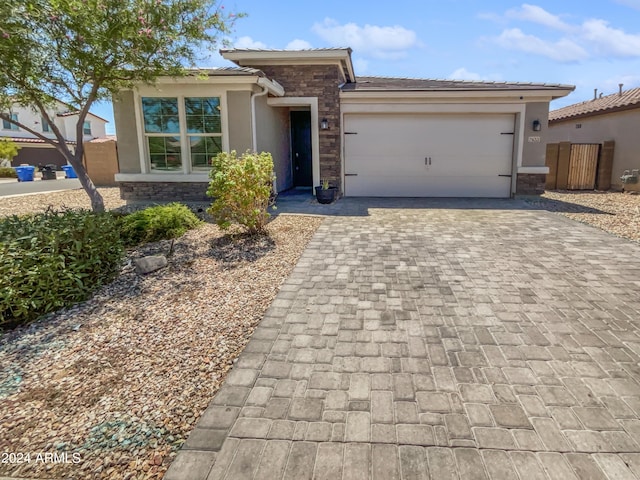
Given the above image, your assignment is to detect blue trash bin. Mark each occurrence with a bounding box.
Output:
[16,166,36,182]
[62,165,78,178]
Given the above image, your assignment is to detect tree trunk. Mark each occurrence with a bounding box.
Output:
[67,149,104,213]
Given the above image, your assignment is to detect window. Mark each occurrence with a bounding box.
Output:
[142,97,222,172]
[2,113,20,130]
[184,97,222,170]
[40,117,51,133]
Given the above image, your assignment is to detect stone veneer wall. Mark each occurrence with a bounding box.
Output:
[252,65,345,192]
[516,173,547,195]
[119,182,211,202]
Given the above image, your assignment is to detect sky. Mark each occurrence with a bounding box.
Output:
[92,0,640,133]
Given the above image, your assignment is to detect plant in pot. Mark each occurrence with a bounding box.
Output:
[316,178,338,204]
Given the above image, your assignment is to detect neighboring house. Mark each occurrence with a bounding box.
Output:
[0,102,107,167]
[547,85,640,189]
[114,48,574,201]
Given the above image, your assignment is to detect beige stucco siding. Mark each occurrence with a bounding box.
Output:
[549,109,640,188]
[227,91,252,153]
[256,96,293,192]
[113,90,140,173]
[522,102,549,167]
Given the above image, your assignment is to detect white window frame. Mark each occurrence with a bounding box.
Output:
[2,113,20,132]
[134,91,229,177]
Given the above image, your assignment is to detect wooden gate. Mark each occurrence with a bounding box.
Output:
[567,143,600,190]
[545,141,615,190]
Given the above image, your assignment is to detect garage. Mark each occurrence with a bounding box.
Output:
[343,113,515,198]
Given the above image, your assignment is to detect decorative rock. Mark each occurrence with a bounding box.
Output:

****************************************

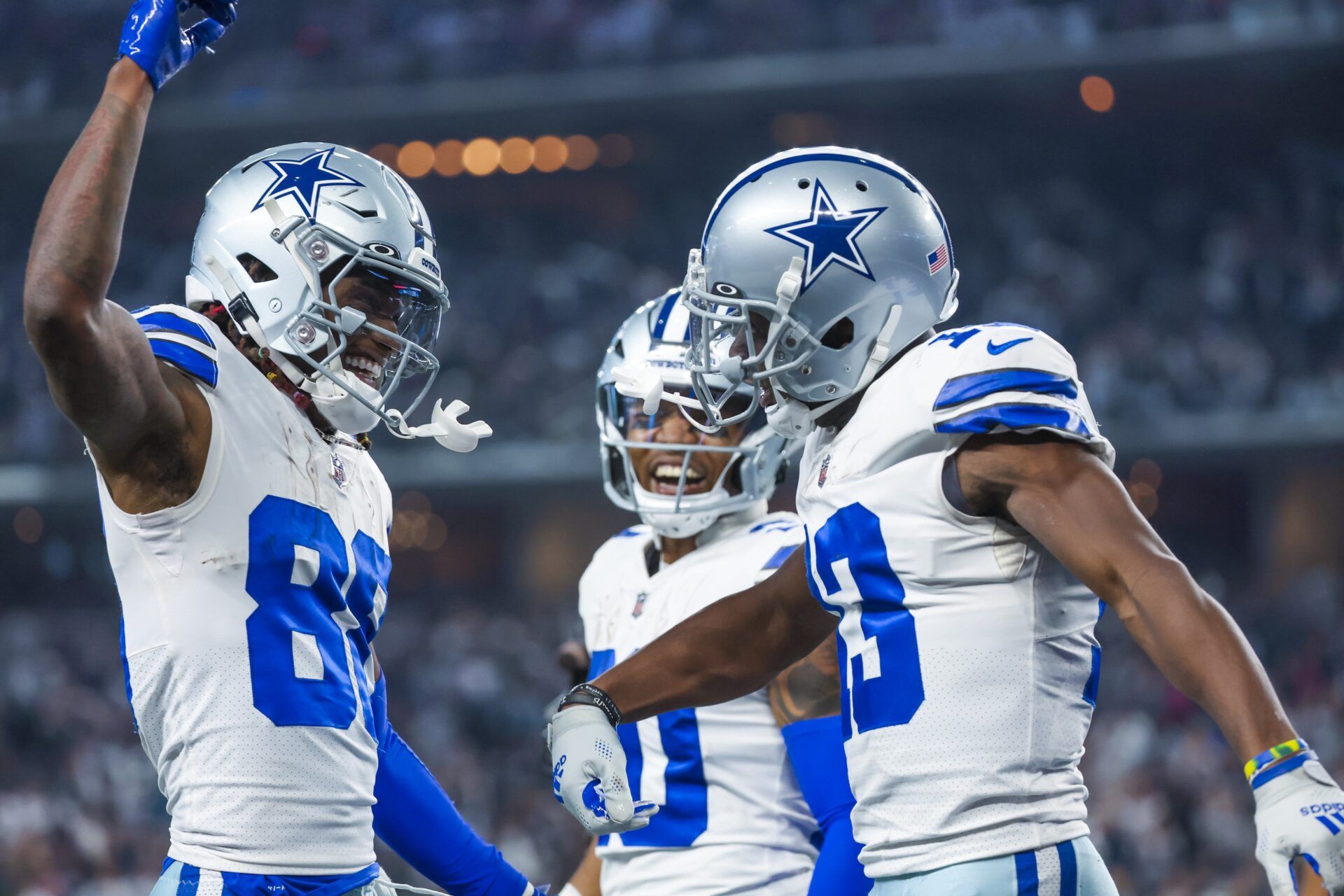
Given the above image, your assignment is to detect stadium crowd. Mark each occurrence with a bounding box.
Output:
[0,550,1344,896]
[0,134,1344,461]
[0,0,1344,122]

****************************************

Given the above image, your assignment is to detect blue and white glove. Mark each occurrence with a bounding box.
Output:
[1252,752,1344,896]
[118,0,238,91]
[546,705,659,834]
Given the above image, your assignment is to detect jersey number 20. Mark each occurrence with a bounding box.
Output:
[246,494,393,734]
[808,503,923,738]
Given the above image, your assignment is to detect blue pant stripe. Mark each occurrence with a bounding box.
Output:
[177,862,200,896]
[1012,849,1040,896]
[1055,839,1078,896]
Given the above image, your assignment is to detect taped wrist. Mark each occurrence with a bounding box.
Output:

****************************************

- WORK TO COMPLETE
Render everything from the line containing "Given the above image, your assignment is to detect window." down to the line containing "[522,102,549,167]" as a two-column CSV with the header instruction,output. Give one row per entry, with its instruction and its output each in a single quoted field and line breaks replaced by spaces.

- RESPONSE TO THIS EXERCISE
instruction,output
"Given the above image, your assignment is to detect window. Mark each occurrence with a bounding box. Output:","[142,97,222,172] [2,113,20,130] [184,97,222,170] [40,117,51,133]"
"Given the above image, your assignment is to detect stone veneer wall. Mark each occurrence with a bounding box. Output:","[252,65,345,192] [516,173,547,195] [119,182,211,202]"
"Given the above image, your assignment is to detect sky. Mark each occurrence with a bounding box. Output:","[92,0,640,133]"
"Given the above image, your assignment is to detect plant in pot. Mark each occurrence with a bounding box. Output:","[316,178,338,204]"
"Given the above image, your assignment is to detect neighboring house. Mark each occurrence with a bounding box. Output:","[0,102,107,167] [547,85,640,189] [114,48,574,201]"
"Given the above image, your assignment is to detect beige stucco siding. Mark each occurrence with a bounding box. Output:","[549,109,640,188] [227,91,252,153] [256,96,293,192] [113,90,140,173] [522,102,549,167]"